TASK TO CARRY OUT - Make an exact copy of the listing below.

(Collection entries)
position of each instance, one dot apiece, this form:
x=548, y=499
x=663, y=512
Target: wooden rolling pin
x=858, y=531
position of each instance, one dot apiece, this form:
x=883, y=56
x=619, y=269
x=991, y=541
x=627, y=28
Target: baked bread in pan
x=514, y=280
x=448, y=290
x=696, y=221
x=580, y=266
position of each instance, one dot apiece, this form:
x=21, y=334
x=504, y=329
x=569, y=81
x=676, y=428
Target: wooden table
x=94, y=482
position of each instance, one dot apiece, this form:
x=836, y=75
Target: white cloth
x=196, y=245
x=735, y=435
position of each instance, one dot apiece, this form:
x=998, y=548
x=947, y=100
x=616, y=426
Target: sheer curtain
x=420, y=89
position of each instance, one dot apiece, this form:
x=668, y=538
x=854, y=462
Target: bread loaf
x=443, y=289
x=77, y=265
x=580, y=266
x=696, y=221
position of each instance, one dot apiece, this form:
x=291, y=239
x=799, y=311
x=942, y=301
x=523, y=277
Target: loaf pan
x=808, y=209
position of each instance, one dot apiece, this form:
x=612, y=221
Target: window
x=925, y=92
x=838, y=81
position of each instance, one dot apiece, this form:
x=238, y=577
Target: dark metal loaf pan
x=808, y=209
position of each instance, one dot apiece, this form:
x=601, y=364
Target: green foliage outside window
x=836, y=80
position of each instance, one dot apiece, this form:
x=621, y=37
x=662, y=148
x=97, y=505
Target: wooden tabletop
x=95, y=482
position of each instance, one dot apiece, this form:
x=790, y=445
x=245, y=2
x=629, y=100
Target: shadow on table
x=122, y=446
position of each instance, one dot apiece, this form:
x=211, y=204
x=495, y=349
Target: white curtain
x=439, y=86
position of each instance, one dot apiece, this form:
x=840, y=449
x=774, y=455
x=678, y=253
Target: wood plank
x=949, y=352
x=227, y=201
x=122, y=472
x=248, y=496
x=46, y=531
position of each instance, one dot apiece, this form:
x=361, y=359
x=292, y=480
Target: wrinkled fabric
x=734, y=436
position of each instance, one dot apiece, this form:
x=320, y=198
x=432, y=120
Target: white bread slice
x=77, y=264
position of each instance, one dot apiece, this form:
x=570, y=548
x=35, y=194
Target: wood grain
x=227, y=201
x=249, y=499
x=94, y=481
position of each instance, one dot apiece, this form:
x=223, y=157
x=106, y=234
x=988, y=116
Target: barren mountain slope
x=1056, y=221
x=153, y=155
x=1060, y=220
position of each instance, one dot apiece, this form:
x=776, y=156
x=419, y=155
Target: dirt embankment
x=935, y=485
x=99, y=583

WRITTEN REPLY -
position of each instance, one dot apiece, this form:
x=548, y=499
x=663, y=512
Target: wooden rolling pin
x=858, y=531
position of each instance, one dot apiece, this form:
x=883, y=56
x=619, y=269
x=991, y=541
x=627, y=28
Target: baked bread in pan
x=514, y=280
x=448, y=290
x=696, y=221
x=580, y=266
position of each instance, one dot apiece, this form:
x=21, y=334
x=504, y=329
x=569, y=81
x=676, y=428
Target: wooden table
x=94, y=482
position of each instance, one dot apiece, this form:
x=836, y=75
Target: white cloth
x=196, y=245
x=735, y=435
position of each instance, one dot apiece, this form:
x=998, y=548
x=947, y=100
x=616, y=426
Target: sheer curtain
x=420, y=89
position of each instance, one dot apiece, this form:
x=668, y=538
x=854, y=462
Target: bread loaf
x=443, y=289
x=77, y=265
x=580, y=266
x=696, y=221
position of each instance, one dot apiece, this form:
x=291, y=239
x=799, y=311
x=942, y=301
x=523, y=277
Target: loaf pan
x=808, y=209
position of each instance, one dot apiece, this form:
x=612, y=221
Target: window
x=925, y=92
x=838, y=81
position of each instance, one dot apiece, this form:
x=238, y=577
Target: dark metal loaf pan
x=808, y=209
position of each instance, one dot apiece, this form:
x=601, y=364
Target: green foliage outside window
x=836, y=80
position of each instance, one dot apiece, this form:
x=621, y=37
x=662, y=148
x=97, y=505
Target: wooden tabletop
x=95, y=482
position of each instance, one dot apiece, this form:
x=790, y=445
x=245, y=2
x=629, y=100
Target: shadow on table
x=122, y=446
position of each instance, one dot apiece, this form:
x=211, y=204
x=495, y=349
Target: white curtain
x=439, y=86
position of each instance, one dot apiece, this form:
x=840, y=449
x=774, y=455
x=678, y=253
Target: wood plank
x=949, y=352
x=227, y=201
x=122, y=472
x=248, y=496
x=46, y=531
position of each instance, one dot apiece, this form:
x=361, y=359
x=292, y=480
Target: wrinkled fabric
x=734, y=436
position of each instance, one dot apiece, this form:
x=320, y=198
x=432, y=120
Target: white bread slice
x=77, y=264
position of each instance, one dot apiece, this form:
x=570, y=548
x=35, y=194
Target: wood grain
x=227, y=201
x=249, y=499
x=94, y=481
position of each instance, one dot apiece, this form:
x=223, y=157
x=106, y=234
x=988, y=116
Target: barren mountain slope
x=1056, y=221
x=153, y=155
x=1060, y=220
position of each instance, one dot apiece, this form:
x=776, y=156
x=419, y=155
Target: dirt embankment
x=935, y=485
x=99, y=583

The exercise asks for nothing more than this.